--- START ---
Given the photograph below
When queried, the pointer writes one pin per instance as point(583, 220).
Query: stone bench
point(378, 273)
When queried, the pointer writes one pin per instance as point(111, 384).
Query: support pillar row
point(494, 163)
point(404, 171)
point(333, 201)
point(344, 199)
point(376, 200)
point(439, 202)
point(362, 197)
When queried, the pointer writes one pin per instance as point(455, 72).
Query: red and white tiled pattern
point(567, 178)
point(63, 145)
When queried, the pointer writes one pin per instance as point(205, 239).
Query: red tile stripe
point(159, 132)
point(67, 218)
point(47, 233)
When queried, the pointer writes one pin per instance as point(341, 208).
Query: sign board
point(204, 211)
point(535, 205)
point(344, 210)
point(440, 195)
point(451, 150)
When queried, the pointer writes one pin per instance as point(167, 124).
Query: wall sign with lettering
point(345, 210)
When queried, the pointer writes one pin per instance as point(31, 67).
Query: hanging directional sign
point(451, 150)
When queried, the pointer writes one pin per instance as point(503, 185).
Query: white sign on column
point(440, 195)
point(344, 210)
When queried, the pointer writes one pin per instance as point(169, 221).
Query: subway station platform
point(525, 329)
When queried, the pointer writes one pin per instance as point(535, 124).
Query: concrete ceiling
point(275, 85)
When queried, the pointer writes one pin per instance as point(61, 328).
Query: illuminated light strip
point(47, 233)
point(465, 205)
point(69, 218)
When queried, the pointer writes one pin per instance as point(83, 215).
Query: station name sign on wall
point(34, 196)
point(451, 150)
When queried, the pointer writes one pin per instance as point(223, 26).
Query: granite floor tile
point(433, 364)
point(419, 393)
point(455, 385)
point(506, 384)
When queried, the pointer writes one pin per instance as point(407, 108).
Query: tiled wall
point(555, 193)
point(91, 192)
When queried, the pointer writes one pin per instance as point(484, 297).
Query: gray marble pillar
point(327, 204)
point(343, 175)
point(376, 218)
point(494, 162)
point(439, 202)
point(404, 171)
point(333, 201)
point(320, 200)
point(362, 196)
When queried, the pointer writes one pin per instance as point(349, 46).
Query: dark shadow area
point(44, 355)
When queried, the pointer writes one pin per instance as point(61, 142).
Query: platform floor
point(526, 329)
--- END ---
__TO DO__
From the first line of the records to the line containing "as point(455, 72).", inclusive, transcribe everything exactly and leave out the rest.

__THE COMPLETED TASK__
Given the photograph below
When queried, the pointer writes one pin per instance as point(583, 220).
Query: stone bench
point(378, 273)
When queried, the pointer writes one pin per instance as point(111, 384).
Query: support pillar row
point(494, 163)
point(404, 171)
point(333, 201)
point(344, 199)
point(376, 200)
point(439, 202)
point(362, 197)
When queried, the pointer writes one pin per instance as point(455, 72).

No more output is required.